**Your task:**
The whole listing should be given back without any alteration.

========

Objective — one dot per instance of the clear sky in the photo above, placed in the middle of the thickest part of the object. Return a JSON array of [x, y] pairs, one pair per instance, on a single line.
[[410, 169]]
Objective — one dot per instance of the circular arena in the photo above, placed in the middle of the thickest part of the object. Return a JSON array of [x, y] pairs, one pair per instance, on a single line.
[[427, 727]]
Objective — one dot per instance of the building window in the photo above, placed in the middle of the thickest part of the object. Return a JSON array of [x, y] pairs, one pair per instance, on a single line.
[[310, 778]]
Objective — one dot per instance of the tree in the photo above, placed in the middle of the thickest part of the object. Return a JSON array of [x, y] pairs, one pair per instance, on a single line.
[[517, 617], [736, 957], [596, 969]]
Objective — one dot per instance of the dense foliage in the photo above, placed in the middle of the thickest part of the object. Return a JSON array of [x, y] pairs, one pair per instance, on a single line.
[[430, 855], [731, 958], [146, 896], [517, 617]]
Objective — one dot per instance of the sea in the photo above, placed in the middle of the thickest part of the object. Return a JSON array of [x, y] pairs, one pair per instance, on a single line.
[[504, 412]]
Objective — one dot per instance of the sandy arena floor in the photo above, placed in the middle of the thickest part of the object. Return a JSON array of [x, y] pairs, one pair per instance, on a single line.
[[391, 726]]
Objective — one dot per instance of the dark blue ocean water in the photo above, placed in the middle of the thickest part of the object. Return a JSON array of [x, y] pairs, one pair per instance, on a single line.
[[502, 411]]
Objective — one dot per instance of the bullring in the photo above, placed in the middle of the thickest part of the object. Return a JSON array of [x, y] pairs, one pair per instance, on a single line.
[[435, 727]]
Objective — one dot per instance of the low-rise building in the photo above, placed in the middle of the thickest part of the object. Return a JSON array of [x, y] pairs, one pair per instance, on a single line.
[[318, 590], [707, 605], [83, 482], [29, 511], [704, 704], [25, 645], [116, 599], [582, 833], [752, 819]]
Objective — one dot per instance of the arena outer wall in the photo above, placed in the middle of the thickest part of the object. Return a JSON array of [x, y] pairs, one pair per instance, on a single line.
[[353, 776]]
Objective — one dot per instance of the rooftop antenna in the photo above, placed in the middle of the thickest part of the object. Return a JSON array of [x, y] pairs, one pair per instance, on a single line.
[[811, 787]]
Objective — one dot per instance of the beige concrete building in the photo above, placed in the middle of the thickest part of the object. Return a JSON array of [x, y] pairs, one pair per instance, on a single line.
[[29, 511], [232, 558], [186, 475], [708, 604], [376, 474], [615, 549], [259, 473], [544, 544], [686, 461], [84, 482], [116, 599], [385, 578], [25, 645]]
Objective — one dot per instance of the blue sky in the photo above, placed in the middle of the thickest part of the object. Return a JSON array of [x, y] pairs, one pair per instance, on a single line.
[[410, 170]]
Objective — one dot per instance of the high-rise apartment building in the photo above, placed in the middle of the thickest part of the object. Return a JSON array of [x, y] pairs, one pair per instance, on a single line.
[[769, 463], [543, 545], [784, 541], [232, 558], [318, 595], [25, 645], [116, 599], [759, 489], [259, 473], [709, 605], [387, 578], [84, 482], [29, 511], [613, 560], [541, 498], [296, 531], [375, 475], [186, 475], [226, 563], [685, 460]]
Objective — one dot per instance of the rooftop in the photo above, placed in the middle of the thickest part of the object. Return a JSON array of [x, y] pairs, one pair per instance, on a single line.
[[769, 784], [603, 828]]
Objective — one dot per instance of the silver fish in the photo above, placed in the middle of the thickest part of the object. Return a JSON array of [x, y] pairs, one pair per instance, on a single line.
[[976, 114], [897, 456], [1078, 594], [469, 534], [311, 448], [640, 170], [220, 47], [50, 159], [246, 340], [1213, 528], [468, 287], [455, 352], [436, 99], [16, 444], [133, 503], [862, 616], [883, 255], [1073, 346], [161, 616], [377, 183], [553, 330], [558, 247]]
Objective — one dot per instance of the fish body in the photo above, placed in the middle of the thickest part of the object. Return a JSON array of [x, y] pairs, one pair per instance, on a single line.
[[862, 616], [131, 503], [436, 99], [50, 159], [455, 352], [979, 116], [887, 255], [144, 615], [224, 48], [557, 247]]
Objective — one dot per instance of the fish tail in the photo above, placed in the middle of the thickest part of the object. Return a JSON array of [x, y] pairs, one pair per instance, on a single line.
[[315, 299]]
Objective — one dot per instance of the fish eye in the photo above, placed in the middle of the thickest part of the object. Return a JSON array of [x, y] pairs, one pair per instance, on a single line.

========

**Task result:**
Objective — one dot per instance of the clear sky in the photo above, placed in the middle of the thickest part of the object. Return a JSON array of [x, y] pairs, one pair per instance, on a single line.
[[410, 169]]
Objective — one dot per instance of the circular arena in the photo above, placed in the middle of the thickest part of the object. Return a JSON array of [x, y] pairs, one pair per instance, on a single line.
[[427, 727]]
Objective — one dot per instance of the building window in the photo above, placed in the middle of the thickest part of the object. Return a JSON array of [x, y] pairs, one pair per instance, on a single line.
[[310, 778]]
Objective — one dot per instance of the tree in the photo above, placed in the middle of the thickest part of the object. Return a JSON array of [x, y] pairs, one pair per instance, on a single line.
[[517, 617], [736, 957], [596, 969]]
Objective — one dot per instance of the dense foliage in the photo above, placed in the middle of the thickest part of the object. Return a JSON array of [x, y] pairs, one pair per instance, on a single line.
[[430, 855], [731, 958], [146, 896], [517, 617]]
Objective — one dot per instance of the sea in the photo above, placed in the middle of the thickest part of the object. Return a JSON array of [x, y] pairs, one pair per instance, on a single line.
[[504, 412]]
Objective — one dot per instance of the sandy arena floor in the photo above, placed in the middle of the thickest part of the object. Return a JSON array of [x, y] pairs, one pair per instance, on a single line.
[[391, 726]]
Objective — one dot per instance of the dark blue ocean water in the photo above, placed in the middle of the thickest part of the object. Return a JSON array of [x, y] pairs, one pair per instance, on a single line.
[[502, 411]]
Objective — one dot per instance of the bullring in the photo above, placed in the middle of the thickest part of the object. Return a JSON array of [x, y] pairs, one pair per instance, on a single line.
[[435, 727]]
Objective — one dot per instance of the low-rise building in the photo above, placed in the middle of the thickest part of the object. Return a JSON array of [x, y] pairs, one pair per instance, on a single line.
[[318, 590], [707, 605], [83, 482], [29, 511], [704, 704], [25, 645], [116, 599], [582, 833], [752, 819]]
Objective — one dot per instance of the arena outer wall in the photo above, placed in the middle of the thickest part of the object. Return a JSON array of [x, y] pairs, one pair per instance, on a single line.
[[353, 776]]
Objective — one dot per instance of the rooftop antenna in the photo above, placed in the middle of the thickest part of the object. Return a JSON array of [x, y] pairs, one pair per instance, on a single line.
[[811, 787]]
Objective — one dot per instance of the beige concrete building in the photo above, placed in the middle of the thickest part of the object. Return a JSON array of [x, y] pairs, one pair per instance, on a single line.
[[29, 511], [232, 558], [186, 475], [708, 604], [376, 474], [615, 549], [259, 473], [544, 544], [686, 461], [84, 482], [116, 599], [385, 578], [25, 645]]
Objective — one dot per instance of the blue sky in the photo above, placed in the middle of the thickest part of the object. Return a JSON array of [x, y] pairs, one pair per instance, on a single line.
[[410, 170]]
Objective — one dot per instance of the high-rise apartment building in the photo above, placed in the middle of the thickest part of the object. Return a JSON array of [x, y] pairs, one pair per instance, on a single line.
[[769, 463], [543, 545], [784, 541], [232, 558], [318, 595], [25, 645], [116, 599], [759, 489], [259, 473], [709, 605], [387, 578], [84, 482], [29, 511], [613, 560], [541, 498], [296, 531], [375, 475], [186, 475], [226, 563], [685, 460]]
Objective — one dot per instance of the rooftop in the photo above, placed in the middle of the thickest part of the object. Return a JSON array of [x, y] pairs, one pair per instance, on a single line.
[[769, 784], [603, 828]]
Objective — one dot per instance of the silver fish in the photo above, placed in the middle of the thickest part of the object. Return a JSON array of [x, y] pairs, one pair per instance, on a single line.
[[976, 114], [897, 456], [1078, 594], [469, 534], [311, 448], [640, 170], [220, 47], [50, 159], [246, 340], [1213, 528], [468, 287], [455, 352], [436, 99], [16, 444], [133, 503], [862, 616], [883, 255], [1073, 346], [161, 616], [377, 183], [553, 330], [558, 247]]
Objective — one dot per instance of the fish body in the photo above, placed in the middle of the thickest part of the object. Return a JSON array of [x, y] pairs, one pair per instance, on a single line.
[[862, 616], [131, 503], [436, 99], [50, 159], [455, 352], [979, 116], [887, 255], [144, 615], [224, 48], [557, 247]]
Objective — one dot per instance of the fish tail in the photo above, placed in the middle of the thickest part of the object. Return a JSON array of [x, y] pairs, one pair per instance, on a single line.
[[315, 299]]
Objective — one dot per instance of the fish eye in the photo above, placed in the middle of the thickest part of the object. Return a JSON array of [x, y] pairs, one pair per instance, on a single line.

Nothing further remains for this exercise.